ANFORDERUNGEN »
**A)** Beantworten Sie anhand des Forumsauszugs folgende Fragen:
(i) Wie hoch war die Kiefer, die ron kappen musste?
(ii) Wie viel Erde kippt der Laster bei jeder Fahrt vors Haus, und in welchem Abstand kommt er?
(iii) Welche Pflanze wurde laut ron dem Erdboden gleich gemacht?
**B)** Schreiben Sie aus dem Forumsauszug den Abschnitt von „# Bagger, Böschung, Bammel“ bis einschließlich „ganze zu illustrieren.“ wortgetreu ab.
**C)** Nennen Sie alle Pflanzen, die im Forumsauszug erwähnt werden.

# Bagger, Böschung, Bammel



## ron (8. Juli 2008)

Hallo,

wollte nur mal mit anderen teilen, was hier gerade so passiert. Ich tue ein paar Bilder mit rein ums ganze zu illustrieren. 

Das Ziel mit dem Vorhaben ist die Schaffung einer Böschung zwischen Haus und Gartenteich, wo eine Terrasse als Übergang/Abschluss entstehen soll.

Zufällig gibt es in der Nähe eine Baustelle mit überflüssige Erdmassen und zufällig hatte der Nachbar Besuch von einem Bagger. Also plötzlich gings ganz schnell. Musste gesternabend noch mal raus um eine 15 m hohe Kiefer zu kappen. Geschickt wie ich bin mit solchen Sachen, hat sie gerade Sibirische Lilie erwischt.  

Im Augenblick fährt der Laster jede halbe Stunde mit jeweils 8 m3 und kippt's vors Haus. :evil Sch.. gerade ist ein grosser Stein in den Teich gerollt. Hat mir genau die __ Seekanne in die Tiefe gerissen!

Na ja wo gehackt wird, fallen Späne... 

LG

Ron


----------



## Christine (8. Juli 2008)

*AW: Bagger, Böschung, Bammel*

 iiiiiiiiiiiiiiiiiiiiiiiiih - Du machst ja alles kaputt!


Ne, ne, ne - nur damit se mim Bagger spielen können


----------



## ron (8. Juli 2008)

*AW: Bagger, Böschung, Bammel*

Hallo Christine!

Doch nicht alles? :shock 

LG Ron


----------



## flopp (8. Juli 2008)

*AW: Bagger, Böschung, Bammel*

Naja erst mal kaputt machen um nachher wieder (besser) aufbauen zu können 

 

Keep Cool wird schon :smoki


----------



## ron (8. Juli 2008)

*AW: Bagger, Böschung, Bammel*

Hallo Christine,

hier noch mal ein Bild wie es jetzt aussieht. Zum Glück hat der Miniteich keinen Schaden erlitten, den Rabarber konnte ich gerade noch ernten, aber die Schwarze Johannesbeere wurde mit dem Erdboden gleich gemacht. 

LG

Ron


----------



## ziemlicherneuling (9. Juli 2008)

GEGEBENE DATEN »
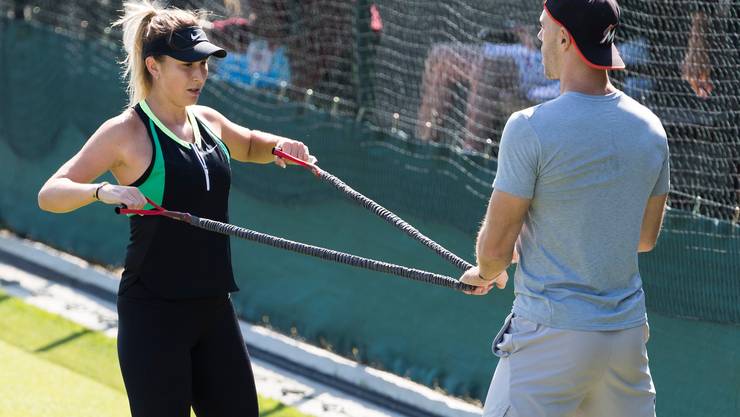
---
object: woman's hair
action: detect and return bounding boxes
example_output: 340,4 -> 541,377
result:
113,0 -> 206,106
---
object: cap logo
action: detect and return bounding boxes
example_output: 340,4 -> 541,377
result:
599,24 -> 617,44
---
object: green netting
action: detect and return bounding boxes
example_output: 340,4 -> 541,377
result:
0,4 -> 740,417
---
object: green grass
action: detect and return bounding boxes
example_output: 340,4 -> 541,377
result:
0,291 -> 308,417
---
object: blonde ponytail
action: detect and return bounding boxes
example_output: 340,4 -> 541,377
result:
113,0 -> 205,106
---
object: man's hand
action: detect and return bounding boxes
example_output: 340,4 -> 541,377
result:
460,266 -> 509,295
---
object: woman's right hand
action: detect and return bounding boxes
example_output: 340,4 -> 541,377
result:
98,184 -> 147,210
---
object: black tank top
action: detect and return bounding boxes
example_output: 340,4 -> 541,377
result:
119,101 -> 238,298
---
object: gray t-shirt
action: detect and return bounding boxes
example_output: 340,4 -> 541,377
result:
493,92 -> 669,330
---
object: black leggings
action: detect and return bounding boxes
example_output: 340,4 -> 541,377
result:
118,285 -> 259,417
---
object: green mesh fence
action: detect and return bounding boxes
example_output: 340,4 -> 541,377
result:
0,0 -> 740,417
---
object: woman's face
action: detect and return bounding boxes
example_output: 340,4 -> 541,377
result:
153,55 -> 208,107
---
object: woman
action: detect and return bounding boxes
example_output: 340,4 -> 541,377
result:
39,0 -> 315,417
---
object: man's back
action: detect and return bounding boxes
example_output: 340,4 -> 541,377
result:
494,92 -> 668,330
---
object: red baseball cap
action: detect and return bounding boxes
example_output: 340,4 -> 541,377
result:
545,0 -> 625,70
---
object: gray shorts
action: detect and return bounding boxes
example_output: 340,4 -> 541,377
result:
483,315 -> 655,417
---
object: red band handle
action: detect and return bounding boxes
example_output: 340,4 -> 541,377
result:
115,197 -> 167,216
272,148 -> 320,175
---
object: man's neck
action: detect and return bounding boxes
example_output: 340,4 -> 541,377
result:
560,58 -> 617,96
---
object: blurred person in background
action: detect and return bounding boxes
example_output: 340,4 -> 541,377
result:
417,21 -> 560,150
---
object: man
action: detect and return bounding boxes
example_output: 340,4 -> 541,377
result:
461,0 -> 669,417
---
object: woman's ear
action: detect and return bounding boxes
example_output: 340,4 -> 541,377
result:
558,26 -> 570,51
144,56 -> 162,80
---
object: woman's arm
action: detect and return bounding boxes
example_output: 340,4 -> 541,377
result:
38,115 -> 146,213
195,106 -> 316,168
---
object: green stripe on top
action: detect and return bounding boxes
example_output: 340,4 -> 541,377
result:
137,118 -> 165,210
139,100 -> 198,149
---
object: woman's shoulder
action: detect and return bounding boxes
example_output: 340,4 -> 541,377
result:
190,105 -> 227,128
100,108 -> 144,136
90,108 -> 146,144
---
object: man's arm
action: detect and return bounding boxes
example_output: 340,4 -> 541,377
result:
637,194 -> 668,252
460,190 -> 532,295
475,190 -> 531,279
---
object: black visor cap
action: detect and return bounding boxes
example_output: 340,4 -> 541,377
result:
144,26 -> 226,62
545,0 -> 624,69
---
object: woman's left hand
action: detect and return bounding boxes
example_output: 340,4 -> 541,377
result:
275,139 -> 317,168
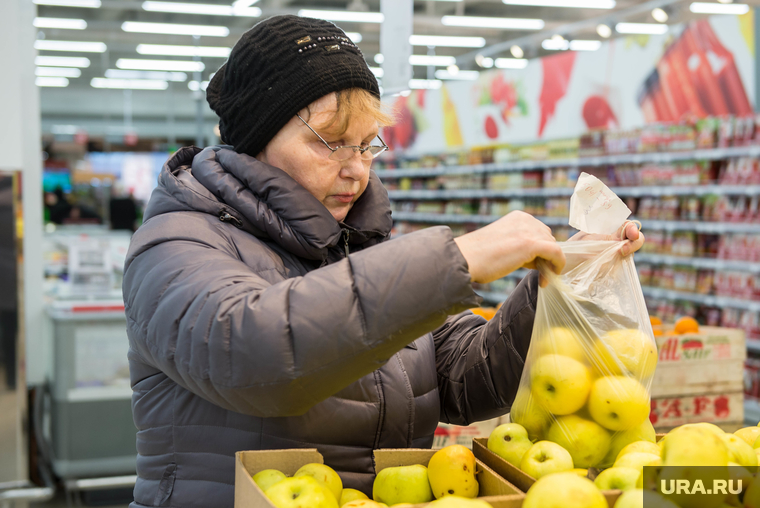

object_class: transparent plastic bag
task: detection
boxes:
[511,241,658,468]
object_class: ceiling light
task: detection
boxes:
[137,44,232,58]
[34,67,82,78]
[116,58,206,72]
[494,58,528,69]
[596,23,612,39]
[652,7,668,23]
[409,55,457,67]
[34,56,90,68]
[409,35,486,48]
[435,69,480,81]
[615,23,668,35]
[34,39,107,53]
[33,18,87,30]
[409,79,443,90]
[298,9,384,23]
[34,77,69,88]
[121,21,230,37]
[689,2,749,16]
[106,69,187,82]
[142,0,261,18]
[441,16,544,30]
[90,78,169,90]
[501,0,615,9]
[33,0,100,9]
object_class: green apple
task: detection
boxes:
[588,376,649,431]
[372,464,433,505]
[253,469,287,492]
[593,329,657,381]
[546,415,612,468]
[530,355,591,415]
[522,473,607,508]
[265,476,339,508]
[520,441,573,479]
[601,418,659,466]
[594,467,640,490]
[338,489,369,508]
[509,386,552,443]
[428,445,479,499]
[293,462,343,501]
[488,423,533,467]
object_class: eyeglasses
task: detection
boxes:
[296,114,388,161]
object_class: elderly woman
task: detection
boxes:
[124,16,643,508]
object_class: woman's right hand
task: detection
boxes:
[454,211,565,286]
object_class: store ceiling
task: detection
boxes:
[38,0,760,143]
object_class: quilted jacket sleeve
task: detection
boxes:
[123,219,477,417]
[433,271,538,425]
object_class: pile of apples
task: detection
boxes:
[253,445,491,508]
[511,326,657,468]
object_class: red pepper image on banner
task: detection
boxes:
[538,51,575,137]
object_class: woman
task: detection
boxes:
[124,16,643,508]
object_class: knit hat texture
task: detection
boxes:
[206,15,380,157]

LÖSUNGEN NACHFOLGEND »
**A)**
(i) 15 m
(ii) Jeweils 8 m3, jede halbe Stunde
(iii) Die Schwarze Johannesbeere

**B)**
# Bagger, Böschung, Bammel



## ron (8. Juli 2008)

Hallo,

wollte nur mal mit anderen teilen, was hier gerade so passiert. Ich tue ein paar Bilder mit rein ums ganze zu illustrieren.

**C)** Kiefer, Sibirische Lilie, Seekanne, Rabarber, Schwarze Johannesbeere